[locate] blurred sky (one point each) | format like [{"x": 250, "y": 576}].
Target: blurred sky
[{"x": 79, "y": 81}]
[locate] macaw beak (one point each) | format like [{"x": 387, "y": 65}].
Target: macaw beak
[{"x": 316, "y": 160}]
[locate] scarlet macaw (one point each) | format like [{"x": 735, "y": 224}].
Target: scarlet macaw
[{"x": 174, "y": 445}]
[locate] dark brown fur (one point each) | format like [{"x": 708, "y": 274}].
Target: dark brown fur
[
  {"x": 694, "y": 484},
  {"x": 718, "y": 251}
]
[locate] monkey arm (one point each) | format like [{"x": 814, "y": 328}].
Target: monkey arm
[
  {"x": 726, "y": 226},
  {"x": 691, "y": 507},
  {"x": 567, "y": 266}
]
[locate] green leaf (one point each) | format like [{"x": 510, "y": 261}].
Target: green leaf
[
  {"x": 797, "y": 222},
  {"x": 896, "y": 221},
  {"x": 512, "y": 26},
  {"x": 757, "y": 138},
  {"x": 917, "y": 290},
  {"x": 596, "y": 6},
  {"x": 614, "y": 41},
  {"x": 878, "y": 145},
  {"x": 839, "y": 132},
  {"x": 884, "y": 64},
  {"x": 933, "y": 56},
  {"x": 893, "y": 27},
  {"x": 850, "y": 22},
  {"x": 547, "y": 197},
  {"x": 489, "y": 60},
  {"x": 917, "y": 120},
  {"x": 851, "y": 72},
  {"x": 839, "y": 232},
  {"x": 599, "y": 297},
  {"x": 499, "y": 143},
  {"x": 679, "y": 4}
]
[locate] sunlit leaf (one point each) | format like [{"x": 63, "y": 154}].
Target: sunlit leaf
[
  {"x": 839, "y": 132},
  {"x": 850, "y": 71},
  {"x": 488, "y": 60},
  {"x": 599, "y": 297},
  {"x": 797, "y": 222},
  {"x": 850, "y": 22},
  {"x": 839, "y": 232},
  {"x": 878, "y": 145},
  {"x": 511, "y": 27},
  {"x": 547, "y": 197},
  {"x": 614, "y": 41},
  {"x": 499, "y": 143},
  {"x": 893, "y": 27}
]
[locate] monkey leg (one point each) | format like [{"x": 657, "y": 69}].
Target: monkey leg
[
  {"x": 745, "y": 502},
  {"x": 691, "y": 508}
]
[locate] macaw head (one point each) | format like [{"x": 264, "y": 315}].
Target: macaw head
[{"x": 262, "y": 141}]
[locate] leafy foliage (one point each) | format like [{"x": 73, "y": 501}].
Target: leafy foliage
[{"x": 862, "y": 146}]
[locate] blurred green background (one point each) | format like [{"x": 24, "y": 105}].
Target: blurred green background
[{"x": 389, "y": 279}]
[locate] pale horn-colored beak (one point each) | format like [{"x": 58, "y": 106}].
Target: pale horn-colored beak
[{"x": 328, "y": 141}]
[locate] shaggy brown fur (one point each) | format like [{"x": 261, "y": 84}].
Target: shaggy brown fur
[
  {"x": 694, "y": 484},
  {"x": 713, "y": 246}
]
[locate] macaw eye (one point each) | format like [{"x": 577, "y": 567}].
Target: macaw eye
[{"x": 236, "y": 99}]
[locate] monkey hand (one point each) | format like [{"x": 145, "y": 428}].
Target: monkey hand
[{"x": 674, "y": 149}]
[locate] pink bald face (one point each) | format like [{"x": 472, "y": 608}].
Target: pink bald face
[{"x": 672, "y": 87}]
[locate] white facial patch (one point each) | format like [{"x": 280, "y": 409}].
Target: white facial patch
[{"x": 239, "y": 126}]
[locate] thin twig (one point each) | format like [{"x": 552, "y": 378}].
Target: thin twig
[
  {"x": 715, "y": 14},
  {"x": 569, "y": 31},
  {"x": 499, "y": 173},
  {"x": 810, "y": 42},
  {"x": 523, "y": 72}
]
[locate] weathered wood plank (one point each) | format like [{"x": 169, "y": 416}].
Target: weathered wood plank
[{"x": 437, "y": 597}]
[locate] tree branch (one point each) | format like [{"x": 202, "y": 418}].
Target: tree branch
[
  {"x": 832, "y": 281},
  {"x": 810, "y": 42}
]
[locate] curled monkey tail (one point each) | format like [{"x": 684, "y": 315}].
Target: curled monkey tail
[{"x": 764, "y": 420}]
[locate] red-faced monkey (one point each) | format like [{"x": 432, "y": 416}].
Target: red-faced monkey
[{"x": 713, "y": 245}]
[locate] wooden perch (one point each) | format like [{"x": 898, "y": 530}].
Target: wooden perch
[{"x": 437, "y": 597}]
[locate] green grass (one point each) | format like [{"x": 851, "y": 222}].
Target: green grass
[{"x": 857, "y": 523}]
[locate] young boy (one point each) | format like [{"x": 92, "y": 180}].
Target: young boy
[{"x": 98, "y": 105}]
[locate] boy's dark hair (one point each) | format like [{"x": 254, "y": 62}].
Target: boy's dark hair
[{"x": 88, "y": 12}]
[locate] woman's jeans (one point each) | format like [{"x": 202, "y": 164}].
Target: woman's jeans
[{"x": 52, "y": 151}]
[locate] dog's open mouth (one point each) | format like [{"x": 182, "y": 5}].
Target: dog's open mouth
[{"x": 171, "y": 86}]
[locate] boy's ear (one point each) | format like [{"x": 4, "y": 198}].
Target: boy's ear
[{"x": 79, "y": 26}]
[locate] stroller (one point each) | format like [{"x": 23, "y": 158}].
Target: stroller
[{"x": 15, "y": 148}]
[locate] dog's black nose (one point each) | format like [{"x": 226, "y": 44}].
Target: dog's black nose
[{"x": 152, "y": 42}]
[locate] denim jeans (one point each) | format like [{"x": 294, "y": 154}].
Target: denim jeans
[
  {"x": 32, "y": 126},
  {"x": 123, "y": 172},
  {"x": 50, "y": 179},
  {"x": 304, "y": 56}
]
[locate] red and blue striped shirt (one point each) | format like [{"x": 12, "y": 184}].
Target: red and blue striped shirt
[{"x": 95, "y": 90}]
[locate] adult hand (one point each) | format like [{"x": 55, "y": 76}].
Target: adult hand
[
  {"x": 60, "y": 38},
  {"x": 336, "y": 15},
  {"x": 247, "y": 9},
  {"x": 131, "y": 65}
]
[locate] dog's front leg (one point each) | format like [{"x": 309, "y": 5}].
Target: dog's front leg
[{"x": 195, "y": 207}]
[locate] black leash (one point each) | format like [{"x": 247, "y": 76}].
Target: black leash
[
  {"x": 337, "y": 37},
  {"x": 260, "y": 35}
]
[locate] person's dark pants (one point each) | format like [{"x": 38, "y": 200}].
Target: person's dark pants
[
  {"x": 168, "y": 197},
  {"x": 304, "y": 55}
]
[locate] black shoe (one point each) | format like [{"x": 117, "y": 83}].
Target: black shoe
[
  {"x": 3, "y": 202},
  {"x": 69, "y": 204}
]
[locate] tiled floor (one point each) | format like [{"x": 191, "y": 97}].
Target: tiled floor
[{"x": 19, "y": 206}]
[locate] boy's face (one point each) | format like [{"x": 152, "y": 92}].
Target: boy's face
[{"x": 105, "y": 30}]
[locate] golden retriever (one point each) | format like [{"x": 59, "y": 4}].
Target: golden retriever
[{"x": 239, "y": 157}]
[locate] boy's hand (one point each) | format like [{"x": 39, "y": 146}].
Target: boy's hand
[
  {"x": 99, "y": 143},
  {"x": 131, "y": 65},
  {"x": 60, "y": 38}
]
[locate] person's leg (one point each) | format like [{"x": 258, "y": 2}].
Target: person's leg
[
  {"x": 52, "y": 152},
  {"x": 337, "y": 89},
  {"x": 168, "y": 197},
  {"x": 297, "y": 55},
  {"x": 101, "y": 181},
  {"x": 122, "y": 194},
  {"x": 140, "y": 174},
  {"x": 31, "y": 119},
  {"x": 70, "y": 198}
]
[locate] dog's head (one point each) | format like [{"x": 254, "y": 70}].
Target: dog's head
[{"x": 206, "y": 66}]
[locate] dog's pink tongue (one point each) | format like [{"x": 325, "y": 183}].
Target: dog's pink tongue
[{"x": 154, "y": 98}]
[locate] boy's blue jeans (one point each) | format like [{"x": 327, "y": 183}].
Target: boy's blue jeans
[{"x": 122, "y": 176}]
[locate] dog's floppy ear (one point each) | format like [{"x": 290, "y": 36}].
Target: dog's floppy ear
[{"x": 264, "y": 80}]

________

■ **Requirement**: Rewrite the items from the line containing "[locate] dog's floppy" through the end of the items, with "floppy" changed to "droopy" and nothing else altered.

■ **Completed task**:
[locate] dog's droopy ear (one point each) | format like [{"x": 290, "y": 36}].
Target: dog's droopy ear
[{"x": 264, "y": 80}]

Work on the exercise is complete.